## PROBLEM TO WORK ON:
Pick out each line of the records that contains the word "blue", and copy those lines.

## PROVIDED INFORMATION:
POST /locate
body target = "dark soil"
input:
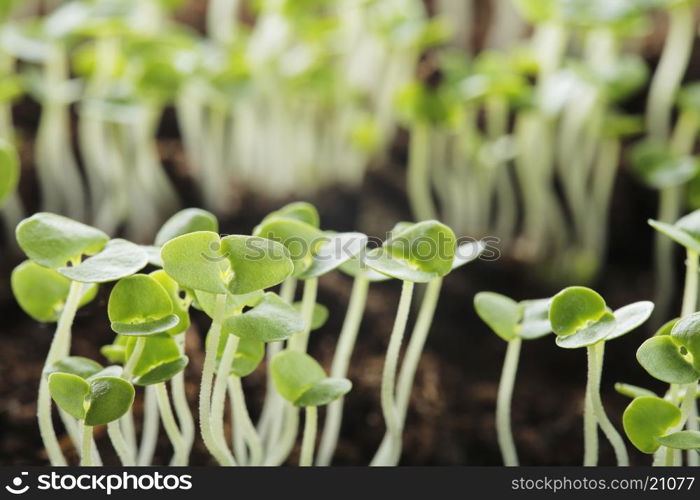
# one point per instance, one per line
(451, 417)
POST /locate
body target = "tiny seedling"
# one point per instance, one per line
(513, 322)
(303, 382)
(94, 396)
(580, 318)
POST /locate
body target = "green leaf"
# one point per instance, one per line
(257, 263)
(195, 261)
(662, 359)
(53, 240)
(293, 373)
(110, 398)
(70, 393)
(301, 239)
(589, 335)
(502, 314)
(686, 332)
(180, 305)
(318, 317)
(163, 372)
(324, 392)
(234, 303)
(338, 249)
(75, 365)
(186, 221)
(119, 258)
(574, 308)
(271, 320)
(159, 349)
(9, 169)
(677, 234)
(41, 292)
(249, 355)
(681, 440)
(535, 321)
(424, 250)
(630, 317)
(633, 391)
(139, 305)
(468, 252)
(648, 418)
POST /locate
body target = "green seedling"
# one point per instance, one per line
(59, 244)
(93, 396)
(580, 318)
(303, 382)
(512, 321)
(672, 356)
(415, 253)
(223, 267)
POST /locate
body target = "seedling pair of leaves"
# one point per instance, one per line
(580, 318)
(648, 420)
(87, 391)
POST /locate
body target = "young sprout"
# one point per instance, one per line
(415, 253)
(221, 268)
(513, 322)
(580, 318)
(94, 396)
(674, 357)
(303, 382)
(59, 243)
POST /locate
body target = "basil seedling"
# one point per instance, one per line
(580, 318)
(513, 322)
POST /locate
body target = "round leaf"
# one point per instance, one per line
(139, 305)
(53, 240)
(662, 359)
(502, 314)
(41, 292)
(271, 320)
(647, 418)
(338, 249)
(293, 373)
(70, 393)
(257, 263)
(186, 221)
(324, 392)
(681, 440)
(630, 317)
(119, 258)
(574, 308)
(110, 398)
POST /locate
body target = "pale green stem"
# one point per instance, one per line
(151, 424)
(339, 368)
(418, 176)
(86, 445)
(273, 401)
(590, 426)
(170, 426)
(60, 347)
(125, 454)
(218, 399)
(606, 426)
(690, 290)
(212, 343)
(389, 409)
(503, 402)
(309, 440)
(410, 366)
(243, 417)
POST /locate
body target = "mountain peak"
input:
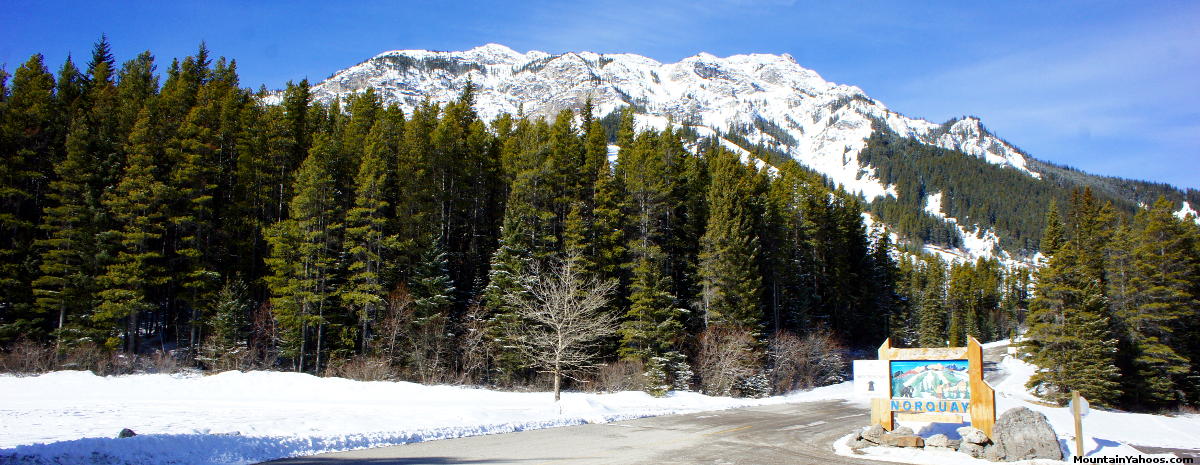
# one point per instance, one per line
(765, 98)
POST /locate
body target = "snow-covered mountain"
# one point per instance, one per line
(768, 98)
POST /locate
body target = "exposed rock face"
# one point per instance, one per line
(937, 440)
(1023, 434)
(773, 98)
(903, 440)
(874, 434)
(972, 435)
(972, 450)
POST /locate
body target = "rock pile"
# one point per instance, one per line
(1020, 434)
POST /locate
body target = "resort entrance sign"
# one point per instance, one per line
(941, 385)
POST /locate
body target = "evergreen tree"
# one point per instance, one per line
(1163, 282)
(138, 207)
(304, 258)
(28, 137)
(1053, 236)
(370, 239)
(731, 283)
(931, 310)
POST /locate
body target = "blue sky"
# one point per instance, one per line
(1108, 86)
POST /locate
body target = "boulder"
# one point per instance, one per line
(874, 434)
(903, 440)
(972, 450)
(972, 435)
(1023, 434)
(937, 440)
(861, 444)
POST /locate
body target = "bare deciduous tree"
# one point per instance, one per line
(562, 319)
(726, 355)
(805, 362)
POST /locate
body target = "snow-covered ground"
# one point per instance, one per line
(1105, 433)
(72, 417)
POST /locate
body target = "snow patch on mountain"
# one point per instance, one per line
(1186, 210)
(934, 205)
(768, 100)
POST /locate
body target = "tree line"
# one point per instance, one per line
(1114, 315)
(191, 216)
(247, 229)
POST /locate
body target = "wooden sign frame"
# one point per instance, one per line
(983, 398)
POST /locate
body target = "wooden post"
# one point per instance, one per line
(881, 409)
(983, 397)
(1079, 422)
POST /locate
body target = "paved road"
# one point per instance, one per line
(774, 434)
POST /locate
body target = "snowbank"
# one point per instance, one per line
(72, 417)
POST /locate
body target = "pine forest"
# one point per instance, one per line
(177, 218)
* * *
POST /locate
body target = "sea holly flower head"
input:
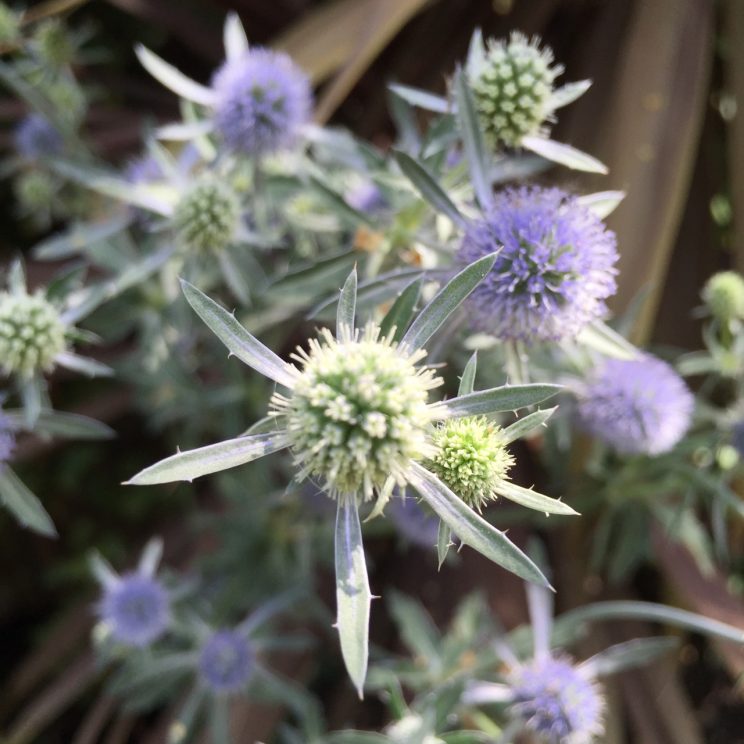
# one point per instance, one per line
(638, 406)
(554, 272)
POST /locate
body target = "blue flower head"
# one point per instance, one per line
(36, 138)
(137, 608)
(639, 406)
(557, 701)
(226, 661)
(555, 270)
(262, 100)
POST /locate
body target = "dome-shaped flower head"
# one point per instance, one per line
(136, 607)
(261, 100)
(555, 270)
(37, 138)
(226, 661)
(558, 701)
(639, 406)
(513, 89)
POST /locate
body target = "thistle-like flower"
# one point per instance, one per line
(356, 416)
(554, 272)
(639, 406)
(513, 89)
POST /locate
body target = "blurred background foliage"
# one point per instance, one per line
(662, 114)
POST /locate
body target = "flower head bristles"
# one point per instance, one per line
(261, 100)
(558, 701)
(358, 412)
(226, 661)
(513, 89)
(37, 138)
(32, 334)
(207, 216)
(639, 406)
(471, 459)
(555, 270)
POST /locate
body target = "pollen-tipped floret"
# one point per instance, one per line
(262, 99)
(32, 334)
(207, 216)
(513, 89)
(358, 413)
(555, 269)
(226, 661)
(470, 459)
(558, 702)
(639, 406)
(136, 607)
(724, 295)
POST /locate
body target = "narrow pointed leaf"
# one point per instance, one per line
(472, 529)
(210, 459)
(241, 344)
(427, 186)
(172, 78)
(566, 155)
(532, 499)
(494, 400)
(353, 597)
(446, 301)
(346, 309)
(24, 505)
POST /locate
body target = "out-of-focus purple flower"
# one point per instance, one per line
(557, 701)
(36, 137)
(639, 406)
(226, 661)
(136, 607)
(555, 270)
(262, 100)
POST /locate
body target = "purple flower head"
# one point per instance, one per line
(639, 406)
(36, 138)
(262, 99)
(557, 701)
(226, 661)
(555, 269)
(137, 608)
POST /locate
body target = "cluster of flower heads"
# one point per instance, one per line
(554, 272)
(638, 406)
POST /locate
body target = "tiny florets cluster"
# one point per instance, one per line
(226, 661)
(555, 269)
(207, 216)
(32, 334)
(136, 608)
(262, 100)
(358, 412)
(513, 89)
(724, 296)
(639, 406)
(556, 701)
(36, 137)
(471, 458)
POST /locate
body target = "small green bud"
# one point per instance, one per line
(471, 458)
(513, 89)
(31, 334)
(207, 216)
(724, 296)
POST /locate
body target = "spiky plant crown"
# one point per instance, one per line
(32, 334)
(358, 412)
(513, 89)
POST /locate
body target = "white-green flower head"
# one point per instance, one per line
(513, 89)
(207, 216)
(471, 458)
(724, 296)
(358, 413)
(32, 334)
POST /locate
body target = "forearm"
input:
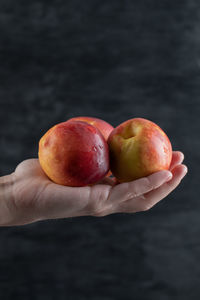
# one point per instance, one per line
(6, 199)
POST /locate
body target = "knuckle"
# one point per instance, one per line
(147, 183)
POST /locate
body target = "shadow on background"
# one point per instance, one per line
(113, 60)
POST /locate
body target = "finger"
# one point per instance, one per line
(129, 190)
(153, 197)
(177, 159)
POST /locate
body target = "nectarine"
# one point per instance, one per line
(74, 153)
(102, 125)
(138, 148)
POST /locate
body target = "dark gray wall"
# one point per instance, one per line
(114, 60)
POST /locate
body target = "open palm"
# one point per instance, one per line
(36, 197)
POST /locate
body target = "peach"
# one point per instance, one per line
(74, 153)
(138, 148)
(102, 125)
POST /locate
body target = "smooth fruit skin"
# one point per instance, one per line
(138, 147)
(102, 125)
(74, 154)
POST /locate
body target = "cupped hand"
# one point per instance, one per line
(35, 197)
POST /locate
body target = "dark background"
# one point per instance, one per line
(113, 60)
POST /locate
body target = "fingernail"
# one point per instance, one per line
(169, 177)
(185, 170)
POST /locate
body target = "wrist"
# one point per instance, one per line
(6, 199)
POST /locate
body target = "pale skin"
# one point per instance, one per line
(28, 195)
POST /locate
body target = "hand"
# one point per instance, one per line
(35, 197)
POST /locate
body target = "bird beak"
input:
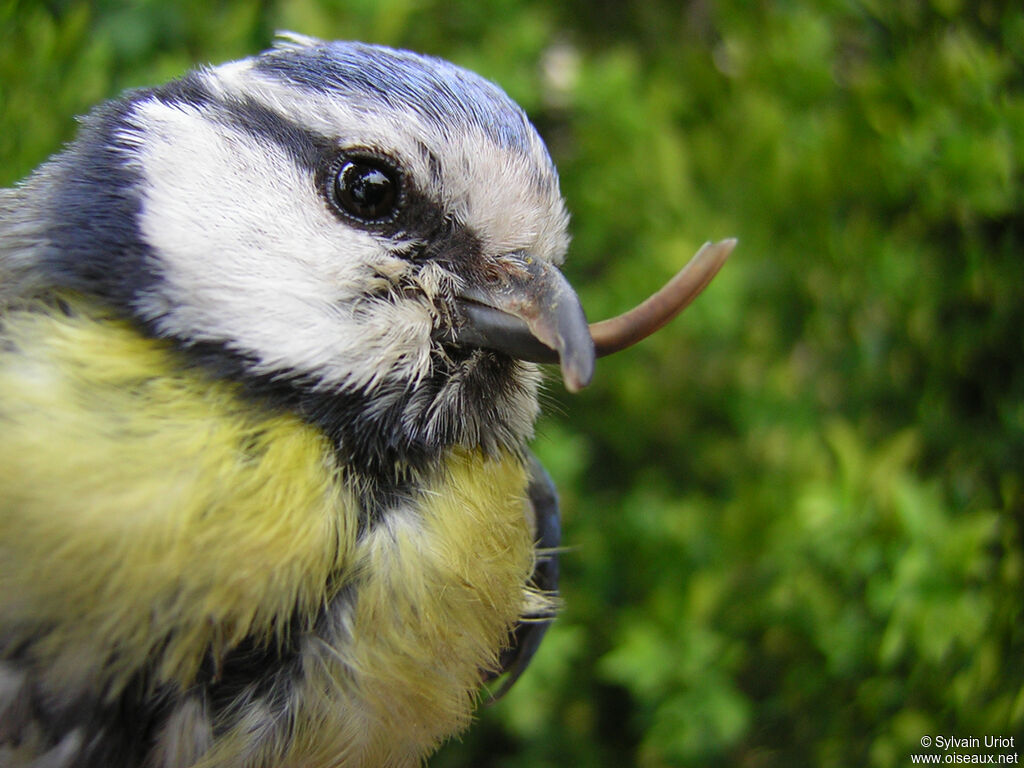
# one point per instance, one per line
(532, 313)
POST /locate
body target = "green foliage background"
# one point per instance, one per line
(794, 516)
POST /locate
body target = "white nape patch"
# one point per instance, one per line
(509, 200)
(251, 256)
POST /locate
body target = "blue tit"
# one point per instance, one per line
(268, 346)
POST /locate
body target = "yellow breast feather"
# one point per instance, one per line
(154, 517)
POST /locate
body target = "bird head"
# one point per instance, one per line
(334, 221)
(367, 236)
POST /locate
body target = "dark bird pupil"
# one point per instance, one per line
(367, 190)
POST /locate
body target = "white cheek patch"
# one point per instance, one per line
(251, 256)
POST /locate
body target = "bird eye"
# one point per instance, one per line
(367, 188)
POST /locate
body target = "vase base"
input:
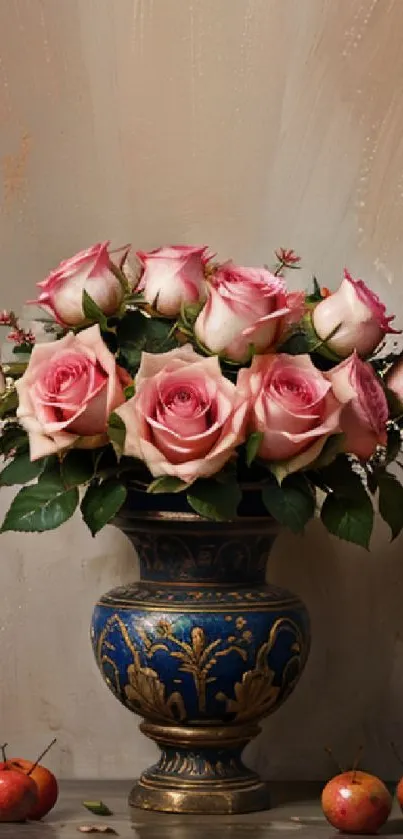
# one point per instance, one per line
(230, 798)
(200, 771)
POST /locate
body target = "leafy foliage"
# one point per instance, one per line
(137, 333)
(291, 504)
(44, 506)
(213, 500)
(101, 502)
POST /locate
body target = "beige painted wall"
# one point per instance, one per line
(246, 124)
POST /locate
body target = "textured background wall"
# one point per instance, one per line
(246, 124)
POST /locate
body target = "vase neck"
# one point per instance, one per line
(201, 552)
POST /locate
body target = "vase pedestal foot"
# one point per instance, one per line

## RESPONSE:
body target = "blue sky"
body target = "blue flower head"
body target = "blue tit"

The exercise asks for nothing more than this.